▸ 页面节选
BZOJ 4175 小G的电话本 ——NTT

后缀自动机统计出现了各种次数的串的和。

就是所谓的生成函数

然后FFT卷积即可。

卷积快速幂$nlog n log n$

注意一下实现，可以少两次NTT

#include <map>
#include <cmath>
#include <queue>
#include <cstdio>
#include <cstring>
#include <iostream>
#include <algorithm>
using namespace std;
#define F(i,j,k) for (int i=j;i<=k;++i)
#define D(i,j,k) for (int i=j;i>=k;--i)
#define ll long long
#define mp make_pair
#define maxn 500005
#define md 1005060097
#define g 5
 
int A[maxn],B[maxn];
 
int rev[maxn];
const double pi=acos(-1.0);
 
int ksm(int a,int b)
{
    int ret=1;
    for (;b;b>>=1,a=(ll)a*a%md) if (b&1) ret=(ll)ret*a%md;
    return ret;
}
 
void NTT(int * x,int n,int flag)
{
    F(i,0,n-1) if (rev[i]>i) swap(x[rev[i]],x[i]);
    for (int m=2;m<=n;m<<=1)
    {
        int wn=ksm(g,((md-1)/m*flag+md-1)%(md-1));
        for (int i=0;i<n;i+=m)
        {
            int w=1;
            for (int j=0;j<(m>>1);++j)
            {
                int u=x[i+j],v=(ll)x[i+j+(m>>1)]*w%md;
                x[i+j]=(u+v)%md; x[i+j+(m>>1)]=(u-v+md)%md;
                w=(ll)w*wn%md;
            }
        }
    }
    if (flag==-1)
    {
        int inv=ksm(n,md-2);
        F(i,0,n-1) x[i]=(ll)x[i]*inv%md;
    }
}
 
int k,m,n,N,len;
 
struct Suffix_Automaton{
    int cnt,last,l[maxn],fa[maxn],go[maxn][26],siz[maxn];
    int v[maxn],q[maxn];
    char s[maxn];
    void init(){cnt=last=1;memset(go,0,sizeof go);}
    void add(int x)

▸ 练习题目
a – 判断下列三项说法是否与页面节选一致，分别答"是"或"否"，并原样引用节选中起决定作用的文字：(i) 模数 md 被定义为 1005060097；(ii) g 被定义为 3；(iii) 节选提到注意实现可以少三次NTT。
b – 页面节选用什么来统计出现了各种次数的串的和？
只根据页面节选作答。

▸ 提供的数据
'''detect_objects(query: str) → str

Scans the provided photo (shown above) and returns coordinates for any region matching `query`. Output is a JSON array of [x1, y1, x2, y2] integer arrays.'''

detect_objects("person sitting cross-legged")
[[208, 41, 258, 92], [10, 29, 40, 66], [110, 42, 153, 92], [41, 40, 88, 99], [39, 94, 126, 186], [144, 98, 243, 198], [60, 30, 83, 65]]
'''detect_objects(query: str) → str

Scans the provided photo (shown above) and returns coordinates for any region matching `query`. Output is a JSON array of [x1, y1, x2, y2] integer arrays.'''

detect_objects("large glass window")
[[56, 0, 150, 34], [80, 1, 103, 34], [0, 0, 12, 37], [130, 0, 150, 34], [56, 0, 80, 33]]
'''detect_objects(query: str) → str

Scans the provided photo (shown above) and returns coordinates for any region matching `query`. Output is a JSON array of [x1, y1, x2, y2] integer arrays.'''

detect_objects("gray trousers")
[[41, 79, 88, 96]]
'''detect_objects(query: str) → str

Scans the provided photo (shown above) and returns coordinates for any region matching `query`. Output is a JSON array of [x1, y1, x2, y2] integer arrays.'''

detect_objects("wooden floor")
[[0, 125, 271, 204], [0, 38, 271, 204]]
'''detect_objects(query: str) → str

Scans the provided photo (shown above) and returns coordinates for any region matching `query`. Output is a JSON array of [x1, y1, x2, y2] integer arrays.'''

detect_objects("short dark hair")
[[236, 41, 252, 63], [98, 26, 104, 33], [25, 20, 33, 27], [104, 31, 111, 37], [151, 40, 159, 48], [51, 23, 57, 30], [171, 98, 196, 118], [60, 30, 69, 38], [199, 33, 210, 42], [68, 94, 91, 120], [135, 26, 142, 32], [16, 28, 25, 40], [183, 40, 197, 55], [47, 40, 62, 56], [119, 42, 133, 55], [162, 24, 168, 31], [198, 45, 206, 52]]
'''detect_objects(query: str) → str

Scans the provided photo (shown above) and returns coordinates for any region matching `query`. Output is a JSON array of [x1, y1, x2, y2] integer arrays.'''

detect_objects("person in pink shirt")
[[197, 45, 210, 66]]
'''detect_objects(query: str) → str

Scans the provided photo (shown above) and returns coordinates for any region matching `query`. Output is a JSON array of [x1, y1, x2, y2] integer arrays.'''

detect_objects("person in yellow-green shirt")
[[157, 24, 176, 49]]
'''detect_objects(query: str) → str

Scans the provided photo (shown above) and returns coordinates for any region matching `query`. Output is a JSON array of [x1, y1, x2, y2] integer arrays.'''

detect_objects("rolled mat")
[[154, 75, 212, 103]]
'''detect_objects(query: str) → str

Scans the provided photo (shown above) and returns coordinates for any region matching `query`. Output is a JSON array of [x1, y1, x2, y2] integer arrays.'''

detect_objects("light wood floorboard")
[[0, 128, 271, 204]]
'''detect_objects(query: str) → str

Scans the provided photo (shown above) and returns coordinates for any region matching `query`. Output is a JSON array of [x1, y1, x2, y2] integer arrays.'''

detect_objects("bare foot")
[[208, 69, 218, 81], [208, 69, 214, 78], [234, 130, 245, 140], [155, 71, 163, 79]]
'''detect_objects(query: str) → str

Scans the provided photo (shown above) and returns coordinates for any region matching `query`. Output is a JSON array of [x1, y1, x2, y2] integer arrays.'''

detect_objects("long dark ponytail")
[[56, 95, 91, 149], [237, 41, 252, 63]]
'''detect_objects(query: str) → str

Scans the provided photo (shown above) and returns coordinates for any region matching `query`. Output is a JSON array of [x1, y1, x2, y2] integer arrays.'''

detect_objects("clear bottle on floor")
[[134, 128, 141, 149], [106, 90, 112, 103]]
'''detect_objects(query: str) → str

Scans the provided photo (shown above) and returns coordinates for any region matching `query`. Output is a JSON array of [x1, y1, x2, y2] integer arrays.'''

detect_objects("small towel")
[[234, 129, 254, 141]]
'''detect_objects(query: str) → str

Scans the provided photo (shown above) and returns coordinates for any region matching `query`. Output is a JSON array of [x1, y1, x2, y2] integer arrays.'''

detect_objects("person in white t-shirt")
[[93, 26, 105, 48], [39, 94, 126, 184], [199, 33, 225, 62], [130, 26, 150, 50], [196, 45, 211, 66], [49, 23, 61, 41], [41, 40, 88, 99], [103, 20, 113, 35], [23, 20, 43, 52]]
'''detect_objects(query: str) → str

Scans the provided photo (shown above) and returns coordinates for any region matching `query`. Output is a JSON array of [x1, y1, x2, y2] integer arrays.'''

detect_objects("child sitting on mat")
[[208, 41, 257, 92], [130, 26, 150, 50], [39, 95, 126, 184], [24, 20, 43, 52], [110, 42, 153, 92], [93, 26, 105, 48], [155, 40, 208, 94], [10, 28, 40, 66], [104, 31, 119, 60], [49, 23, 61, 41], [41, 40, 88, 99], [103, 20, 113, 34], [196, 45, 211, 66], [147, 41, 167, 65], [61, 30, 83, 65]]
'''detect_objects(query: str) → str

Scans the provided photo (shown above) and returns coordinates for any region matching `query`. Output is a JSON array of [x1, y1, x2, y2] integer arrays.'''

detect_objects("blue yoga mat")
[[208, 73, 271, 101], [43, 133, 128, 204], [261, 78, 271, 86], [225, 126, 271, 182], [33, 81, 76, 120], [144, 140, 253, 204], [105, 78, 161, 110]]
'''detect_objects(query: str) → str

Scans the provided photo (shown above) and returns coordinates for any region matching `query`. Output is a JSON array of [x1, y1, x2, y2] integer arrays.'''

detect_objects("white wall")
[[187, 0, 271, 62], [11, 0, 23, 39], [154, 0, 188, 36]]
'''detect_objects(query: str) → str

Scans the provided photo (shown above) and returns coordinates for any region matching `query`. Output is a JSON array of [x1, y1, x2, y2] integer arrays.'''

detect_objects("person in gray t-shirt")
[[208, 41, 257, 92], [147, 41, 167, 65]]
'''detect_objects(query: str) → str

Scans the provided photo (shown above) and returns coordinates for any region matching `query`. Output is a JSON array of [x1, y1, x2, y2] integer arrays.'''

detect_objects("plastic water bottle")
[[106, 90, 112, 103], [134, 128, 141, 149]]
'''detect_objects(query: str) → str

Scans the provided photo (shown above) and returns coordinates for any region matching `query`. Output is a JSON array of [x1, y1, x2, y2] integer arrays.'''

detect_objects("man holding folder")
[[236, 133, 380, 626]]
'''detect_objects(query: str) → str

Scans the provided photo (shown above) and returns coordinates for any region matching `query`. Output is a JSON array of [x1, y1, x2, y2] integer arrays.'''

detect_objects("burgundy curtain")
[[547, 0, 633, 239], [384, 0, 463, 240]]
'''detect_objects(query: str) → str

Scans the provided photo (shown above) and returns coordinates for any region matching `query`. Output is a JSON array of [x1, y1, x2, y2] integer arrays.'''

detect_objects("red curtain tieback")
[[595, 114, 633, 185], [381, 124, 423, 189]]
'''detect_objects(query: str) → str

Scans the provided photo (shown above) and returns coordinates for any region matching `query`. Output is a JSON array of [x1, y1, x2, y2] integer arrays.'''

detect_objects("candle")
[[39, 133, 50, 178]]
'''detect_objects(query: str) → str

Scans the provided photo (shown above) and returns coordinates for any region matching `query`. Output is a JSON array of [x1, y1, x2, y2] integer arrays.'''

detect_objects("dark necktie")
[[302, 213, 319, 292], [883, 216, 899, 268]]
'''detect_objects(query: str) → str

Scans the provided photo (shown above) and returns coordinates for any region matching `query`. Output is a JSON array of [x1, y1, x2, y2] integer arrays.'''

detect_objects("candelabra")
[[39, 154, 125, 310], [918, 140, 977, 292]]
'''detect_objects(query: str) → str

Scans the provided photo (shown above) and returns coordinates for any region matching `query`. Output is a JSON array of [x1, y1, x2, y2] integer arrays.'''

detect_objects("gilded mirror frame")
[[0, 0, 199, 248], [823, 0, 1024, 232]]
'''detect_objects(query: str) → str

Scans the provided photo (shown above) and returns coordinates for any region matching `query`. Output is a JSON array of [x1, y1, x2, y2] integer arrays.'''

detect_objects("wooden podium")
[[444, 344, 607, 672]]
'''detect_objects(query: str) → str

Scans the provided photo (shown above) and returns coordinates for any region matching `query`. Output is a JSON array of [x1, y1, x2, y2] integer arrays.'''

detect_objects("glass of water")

▸ 练习答案
a –
(i) 是："#define md 1005060097"
(ii) 否："#define g 5"
(iii) 否："注意一下实现，可以少两次NTT"

b – 后缀自动机。